What Are Data and Data Visualization?
Data is information that we collect about the world. In the context of NOAA Ocean Exploration, it is the information that we collect about the deep sea. Data can be both quantitative and qualitative. Quantitative data refers to information that is numeric: it is anything that can be counted or measured. In the deep sea, quantitative data types can include things like the number of fish seen or the area covered by deep-sea corals. Qualitative data is more descriptive and refers to things that can be observed but not necessarily measured numerically. For example, in the deep sea, we may collect qualitative data about the behavior of a particular organism.
Data visualization is the representation of data through the use of graphics such as charts, plots, pictures, or graphs compared to text alone.
Images and graphics are effective for all kinds of storytelling, especially when the story is complicated, which is often the case in science. Data visualization can also allow us to see trends and patterns in the data that we might not see if we were just looking at numbers alone. Scientific visuals can be essential for analyzing data, communicating results, and for making new discoveries.

- [Short exercise] Please print the part of the data visualization text between "What Are Data" and "to text alone.", inclusive.

- [Extracted data]

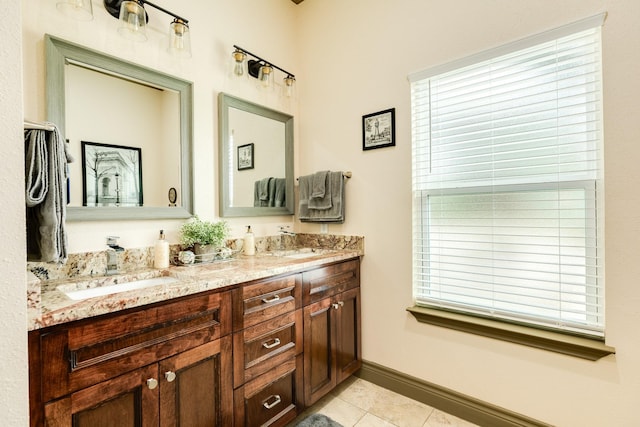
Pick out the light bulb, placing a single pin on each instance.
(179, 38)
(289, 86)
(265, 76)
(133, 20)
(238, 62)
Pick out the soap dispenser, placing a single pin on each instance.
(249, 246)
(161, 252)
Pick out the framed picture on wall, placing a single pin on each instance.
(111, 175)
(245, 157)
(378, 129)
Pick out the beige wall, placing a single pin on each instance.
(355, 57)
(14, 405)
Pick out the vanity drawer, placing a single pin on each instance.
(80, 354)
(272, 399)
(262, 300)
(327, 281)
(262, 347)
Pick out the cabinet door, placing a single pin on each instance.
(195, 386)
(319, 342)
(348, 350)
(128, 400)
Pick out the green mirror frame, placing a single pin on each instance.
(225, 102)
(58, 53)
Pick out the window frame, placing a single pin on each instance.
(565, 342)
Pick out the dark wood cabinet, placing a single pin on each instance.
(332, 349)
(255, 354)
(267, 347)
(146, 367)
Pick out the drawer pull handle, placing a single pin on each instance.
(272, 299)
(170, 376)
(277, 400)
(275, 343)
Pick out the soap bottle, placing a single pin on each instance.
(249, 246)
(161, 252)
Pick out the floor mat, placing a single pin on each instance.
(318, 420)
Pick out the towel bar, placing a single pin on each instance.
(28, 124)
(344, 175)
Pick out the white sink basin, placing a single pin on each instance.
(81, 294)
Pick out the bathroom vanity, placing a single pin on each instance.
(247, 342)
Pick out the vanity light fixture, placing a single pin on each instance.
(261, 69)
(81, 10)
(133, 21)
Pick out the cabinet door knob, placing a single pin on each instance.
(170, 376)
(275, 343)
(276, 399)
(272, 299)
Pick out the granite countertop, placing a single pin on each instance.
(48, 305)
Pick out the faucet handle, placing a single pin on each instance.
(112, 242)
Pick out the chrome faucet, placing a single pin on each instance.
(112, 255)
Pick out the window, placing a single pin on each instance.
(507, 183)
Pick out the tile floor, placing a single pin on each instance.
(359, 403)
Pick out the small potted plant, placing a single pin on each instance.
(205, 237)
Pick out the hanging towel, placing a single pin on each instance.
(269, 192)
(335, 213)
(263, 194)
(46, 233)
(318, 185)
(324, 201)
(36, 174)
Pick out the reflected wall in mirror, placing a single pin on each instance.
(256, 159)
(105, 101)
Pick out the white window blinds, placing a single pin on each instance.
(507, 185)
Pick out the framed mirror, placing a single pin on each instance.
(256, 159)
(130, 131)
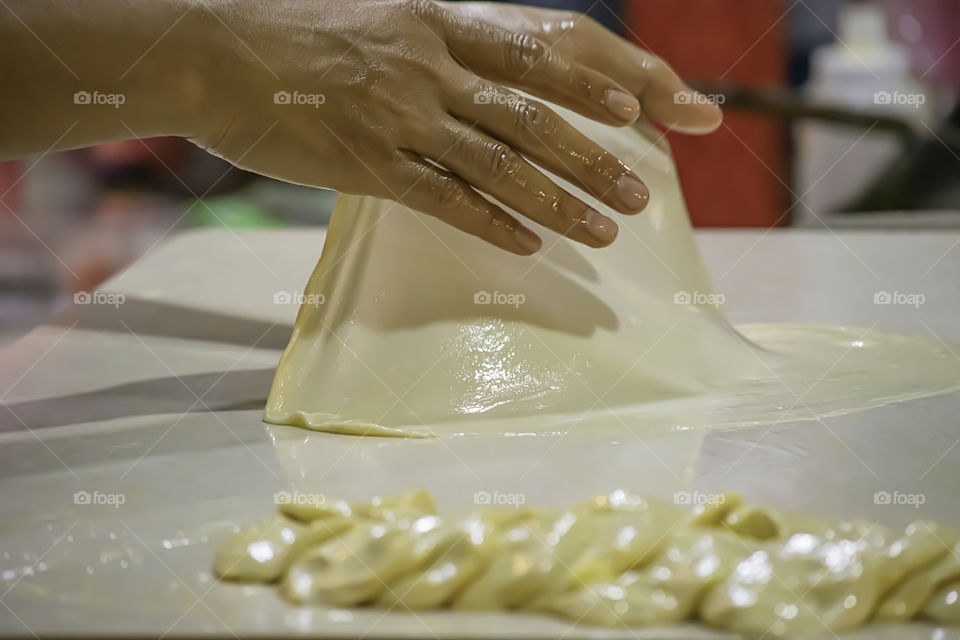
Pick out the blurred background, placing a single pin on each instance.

- [Task result]
What Are Data and Data Visualization?
Data is information that we collect about the world. In the context of NOAA Ocean Exploration, it is the information that we collect about the deep sea. Data can be both quantitative and qualitative. Quantitative data refers to information that is numeric: it is anything that can be counted or measured. In the deep sea, quantitative data types can include things like the number of fish seen or the area covered by deep-sea corals. Qualitative data is more descriptive and refers to things that can be observed but not necessarily measured numerically. For example, in the deep sea, we may collect qualitative data about the behavior of a particular organism.
Data visualization is the representation of data through the use of graphics such as charts, plots, pictures, or graphs compared to text alone.